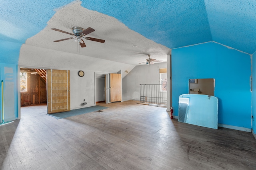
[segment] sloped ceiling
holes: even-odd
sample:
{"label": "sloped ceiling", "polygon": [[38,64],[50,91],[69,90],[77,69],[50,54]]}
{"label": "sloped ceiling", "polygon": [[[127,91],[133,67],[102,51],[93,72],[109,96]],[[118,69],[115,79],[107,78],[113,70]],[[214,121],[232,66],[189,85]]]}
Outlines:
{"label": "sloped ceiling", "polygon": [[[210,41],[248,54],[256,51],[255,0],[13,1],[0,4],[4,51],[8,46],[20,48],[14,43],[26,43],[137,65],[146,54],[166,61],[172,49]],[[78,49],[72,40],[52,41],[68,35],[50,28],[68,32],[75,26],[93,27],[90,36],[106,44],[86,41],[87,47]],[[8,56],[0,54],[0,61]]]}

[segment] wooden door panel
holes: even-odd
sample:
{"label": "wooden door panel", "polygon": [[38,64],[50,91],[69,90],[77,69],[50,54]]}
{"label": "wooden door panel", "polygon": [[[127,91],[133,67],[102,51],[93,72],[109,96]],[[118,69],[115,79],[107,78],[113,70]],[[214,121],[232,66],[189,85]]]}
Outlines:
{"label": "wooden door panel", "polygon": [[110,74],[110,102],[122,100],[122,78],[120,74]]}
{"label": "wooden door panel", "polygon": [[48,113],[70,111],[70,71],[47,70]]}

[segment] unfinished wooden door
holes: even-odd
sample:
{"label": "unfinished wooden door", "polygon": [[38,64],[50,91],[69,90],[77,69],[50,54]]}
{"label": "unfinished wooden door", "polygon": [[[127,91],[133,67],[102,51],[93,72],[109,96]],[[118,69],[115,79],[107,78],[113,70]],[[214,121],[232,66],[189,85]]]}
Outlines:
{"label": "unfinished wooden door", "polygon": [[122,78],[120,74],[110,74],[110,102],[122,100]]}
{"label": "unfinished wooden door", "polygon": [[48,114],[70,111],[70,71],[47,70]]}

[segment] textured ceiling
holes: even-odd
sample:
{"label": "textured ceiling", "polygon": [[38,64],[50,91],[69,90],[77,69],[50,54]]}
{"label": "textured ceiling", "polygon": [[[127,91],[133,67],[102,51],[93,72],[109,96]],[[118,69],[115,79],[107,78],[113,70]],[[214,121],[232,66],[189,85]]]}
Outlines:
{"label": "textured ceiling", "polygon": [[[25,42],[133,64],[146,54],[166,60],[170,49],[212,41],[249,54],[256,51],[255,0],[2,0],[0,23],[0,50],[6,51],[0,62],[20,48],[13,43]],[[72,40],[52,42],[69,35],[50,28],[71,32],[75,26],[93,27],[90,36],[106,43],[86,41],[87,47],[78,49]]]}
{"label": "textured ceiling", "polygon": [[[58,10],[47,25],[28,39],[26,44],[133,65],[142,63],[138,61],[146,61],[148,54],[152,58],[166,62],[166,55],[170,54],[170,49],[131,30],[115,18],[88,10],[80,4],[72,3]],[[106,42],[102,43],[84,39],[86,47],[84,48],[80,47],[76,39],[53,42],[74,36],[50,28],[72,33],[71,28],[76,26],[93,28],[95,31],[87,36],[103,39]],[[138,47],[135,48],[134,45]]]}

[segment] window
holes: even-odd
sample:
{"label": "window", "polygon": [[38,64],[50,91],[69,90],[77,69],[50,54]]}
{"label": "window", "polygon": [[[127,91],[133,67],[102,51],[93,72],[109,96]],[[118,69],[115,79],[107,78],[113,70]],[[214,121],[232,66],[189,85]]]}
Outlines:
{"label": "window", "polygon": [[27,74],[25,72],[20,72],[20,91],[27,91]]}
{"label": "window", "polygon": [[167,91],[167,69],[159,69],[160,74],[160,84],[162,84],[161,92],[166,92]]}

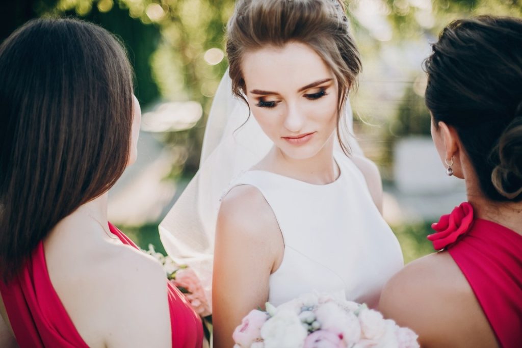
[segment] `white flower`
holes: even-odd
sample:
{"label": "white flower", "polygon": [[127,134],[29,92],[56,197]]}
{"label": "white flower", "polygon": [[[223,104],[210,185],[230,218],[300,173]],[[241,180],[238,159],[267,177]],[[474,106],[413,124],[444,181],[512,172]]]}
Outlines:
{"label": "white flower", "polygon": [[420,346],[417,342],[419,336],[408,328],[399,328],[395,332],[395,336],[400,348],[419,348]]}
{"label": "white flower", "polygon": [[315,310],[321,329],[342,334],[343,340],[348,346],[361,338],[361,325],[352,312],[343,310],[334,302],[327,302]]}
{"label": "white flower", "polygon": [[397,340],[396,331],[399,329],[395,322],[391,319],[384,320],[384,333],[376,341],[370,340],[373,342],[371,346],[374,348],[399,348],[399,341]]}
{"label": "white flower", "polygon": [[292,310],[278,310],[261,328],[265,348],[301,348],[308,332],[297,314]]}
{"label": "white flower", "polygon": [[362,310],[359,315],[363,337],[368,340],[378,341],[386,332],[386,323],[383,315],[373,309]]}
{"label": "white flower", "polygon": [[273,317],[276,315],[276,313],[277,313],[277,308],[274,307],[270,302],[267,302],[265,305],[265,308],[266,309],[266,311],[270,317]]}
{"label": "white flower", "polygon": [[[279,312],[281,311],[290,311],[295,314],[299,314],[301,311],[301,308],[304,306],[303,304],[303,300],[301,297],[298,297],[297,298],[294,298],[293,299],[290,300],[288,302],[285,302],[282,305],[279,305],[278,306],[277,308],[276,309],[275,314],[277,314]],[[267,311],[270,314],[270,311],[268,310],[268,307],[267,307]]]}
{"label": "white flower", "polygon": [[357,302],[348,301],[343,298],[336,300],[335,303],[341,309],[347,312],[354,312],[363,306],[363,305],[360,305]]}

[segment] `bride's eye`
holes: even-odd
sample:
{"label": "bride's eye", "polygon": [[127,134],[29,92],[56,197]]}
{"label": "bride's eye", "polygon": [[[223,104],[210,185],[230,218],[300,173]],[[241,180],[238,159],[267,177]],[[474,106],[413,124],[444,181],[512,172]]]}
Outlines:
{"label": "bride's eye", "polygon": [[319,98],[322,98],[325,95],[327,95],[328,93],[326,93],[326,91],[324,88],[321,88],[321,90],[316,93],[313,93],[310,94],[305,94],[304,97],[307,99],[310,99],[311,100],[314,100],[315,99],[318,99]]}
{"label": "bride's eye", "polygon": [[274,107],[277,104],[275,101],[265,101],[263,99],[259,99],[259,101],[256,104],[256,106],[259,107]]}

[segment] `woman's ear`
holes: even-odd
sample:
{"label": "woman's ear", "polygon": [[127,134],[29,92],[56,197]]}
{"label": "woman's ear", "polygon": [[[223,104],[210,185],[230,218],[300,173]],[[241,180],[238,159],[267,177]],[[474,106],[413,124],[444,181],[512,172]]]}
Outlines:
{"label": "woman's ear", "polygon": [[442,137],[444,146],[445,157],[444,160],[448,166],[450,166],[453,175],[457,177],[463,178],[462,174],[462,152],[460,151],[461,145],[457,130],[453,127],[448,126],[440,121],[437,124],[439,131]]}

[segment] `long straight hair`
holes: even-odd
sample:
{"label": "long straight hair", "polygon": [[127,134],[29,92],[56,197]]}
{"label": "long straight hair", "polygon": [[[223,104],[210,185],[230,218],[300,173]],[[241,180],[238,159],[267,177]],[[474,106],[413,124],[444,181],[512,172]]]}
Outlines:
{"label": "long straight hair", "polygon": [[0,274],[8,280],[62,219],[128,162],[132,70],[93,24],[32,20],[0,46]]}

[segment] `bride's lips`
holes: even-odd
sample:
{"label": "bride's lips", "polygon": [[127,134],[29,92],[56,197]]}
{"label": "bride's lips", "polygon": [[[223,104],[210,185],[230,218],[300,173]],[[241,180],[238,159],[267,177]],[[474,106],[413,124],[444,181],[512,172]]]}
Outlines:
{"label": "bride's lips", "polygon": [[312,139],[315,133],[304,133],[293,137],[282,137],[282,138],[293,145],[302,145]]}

■ **EXERCISE INSTRUCTIONS**:
Identify every line of the records that contains the word "woman" and copy each one in full. Case counts.

■ **TASK SOLUTION**:
[segment] `woman's ear`
{"label": "woman's ear", "polygon": [[127,134],[29,92],[56,197]]}
{"label": "woman's ear", "polygon": [[[223,104],[210,185],[230,218],[300,173]],[[241,180],[238,159],[267,177]],[[474,106],[413,124],[444,181],[512,172]]]}
{"label": "woman's ear", "polygon": [[442,137],[444,146],[445,157],[444,160],[448,166],[450,166],[453,175],[457,177],[463,178],[462,174],[462,152],[460,151],[461,145],[457,130],[453,127],[448,126],[440,121],[437,124],[439,131]]}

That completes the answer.